- _THE PROBLEM_: Transcribe every one of the records below word for word, leaving out the pictures.
□ □ □ □
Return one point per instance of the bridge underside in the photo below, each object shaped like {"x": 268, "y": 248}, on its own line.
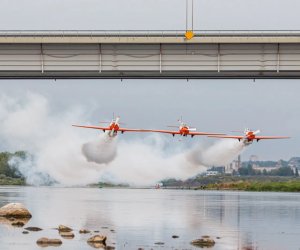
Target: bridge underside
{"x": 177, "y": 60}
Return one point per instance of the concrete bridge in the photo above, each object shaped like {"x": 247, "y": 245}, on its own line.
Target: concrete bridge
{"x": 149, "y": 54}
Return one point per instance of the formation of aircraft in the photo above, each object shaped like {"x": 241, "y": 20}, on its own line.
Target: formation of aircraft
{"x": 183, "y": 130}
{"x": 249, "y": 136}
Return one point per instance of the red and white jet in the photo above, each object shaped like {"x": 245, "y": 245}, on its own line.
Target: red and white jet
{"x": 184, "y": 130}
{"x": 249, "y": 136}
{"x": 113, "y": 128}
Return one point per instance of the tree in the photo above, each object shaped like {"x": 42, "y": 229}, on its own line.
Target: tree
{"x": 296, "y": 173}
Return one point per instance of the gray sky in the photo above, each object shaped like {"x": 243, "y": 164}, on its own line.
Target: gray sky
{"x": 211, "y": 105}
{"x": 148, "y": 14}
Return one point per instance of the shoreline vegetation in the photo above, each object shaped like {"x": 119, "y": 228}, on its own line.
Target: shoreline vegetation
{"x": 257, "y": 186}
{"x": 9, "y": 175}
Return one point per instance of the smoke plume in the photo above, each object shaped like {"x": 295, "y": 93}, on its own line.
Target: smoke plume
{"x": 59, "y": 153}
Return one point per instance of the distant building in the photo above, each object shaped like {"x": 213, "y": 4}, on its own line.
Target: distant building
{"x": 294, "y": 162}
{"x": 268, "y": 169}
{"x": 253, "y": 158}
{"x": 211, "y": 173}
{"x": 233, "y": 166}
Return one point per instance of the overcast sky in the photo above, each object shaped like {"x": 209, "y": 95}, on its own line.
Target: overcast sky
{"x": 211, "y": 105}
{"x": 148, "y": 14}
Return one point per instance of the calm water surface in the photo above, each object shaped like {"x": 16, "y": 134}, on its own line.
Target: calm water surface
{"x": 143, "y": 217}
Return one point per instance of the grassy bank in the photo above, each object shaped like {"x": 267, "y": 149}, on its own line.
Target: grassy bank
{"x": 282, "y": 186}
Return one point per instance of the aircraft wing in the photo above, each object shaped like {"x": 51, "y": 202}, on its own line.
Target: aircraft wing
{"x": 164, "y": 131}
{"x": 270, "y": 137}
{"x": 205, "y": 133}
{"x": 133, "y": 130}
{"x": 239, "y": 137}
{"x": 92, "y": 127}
□ □ □ □
- _ANSWER FOR THE TASK_:
Return one point per instance of the bridge underside in the photo below, each object shaped like {"x": 268, "y": 248}, on its own line.
Target: bridge underside
{"x": 177, "y": 60}
Return one point per instance of the concrete bridge in the photo above, each object shaped like {"x": 247, "y": 245}, on its own line.
Target: concrete bridge
{"x": 149, "y": 54}
Return one point per instance of the formation of aircraft in the photo above, each object shaped like {"x": 241, "y": 20}, on its own line.
Target: formation of aircraft
{"x": 183, "y": 130}
{"x": 249, "y": 136}
Return one point per instance of the red and white jet in the photo above, each object shaped like {"x": 245, "y": 245}, on its own line.
Target: red and white jet
{"x": 184, "y": 130}
{"x": 249, "y": 136}
{"x": 113, "y": 128}
Return one point per instance of the tree in the photo above, each object shaped like {"x": 42, "y": 229}, on its own line.
Target: tree
{"x": 296, "y": 173}
Return one point per instance of the gray sky in the photo above, each object shaped like {"x": 243, "y": 164}, on its own line.
Target: gray sky
{"x": 211, "y": 105}
{"x": 148, "y": 14}
Return one point per instance of the shoreline vegetation in the photo above, each object shaped like {"x": 119, "y": 228}, on its own line.
Target: shoreline vegetation
{"x": 257, "y": 186}
{"x": 9, "y": 175}
Return one point per instance of the smoke plume in the photo above, each object shaped like {"x": 295, "y": 93}, on its own line.
Target: smoke plume
{"x": 59, "y": 153}
Return one point per instance of the distant building in the photo above, each object shaped like {"x": 213, "y": 4}, on its own line.
Target: distant building
{"x": 294, "y": 162}
{"x": 268, "y": 169}
{"x": 253, "y": 158}
{"x": 211, "y": 173}
{"x": 233, "y": 166}
Return one point per instance of the overcast sky in the photo above, each object shaped like {"x": 209, "y": 95}, on its own line.
Target: overcast sky
{"x": 211, "y": 105}
{"x": 148, "y": 14}
Return one point per instance of the calm water surface in the photo above, each object shaped like {"x": 16, "y": 134}, on its own line.
Target: calm water surface
{"x": 143, "y": 217}
Return one point per instance of the grassy bank in the photo above, each object shaped like {"x": 267, "y": 149}, on its own line.
Target: grassy bank
{"x": 282, "y": 186}
Return one point per instance of the aircraft wing in the photo above, each object shaped like {"x": 51, "y": 202}, on its own line.
Target: aircraft wing
{"x": 164, "y": 131}
{"x": 270, "y": 137}
{"x": 205, "y": 133}
{"x": 133, "y": 130}
{"x": 239, "y": 137}
{"x": 92, "y": 127}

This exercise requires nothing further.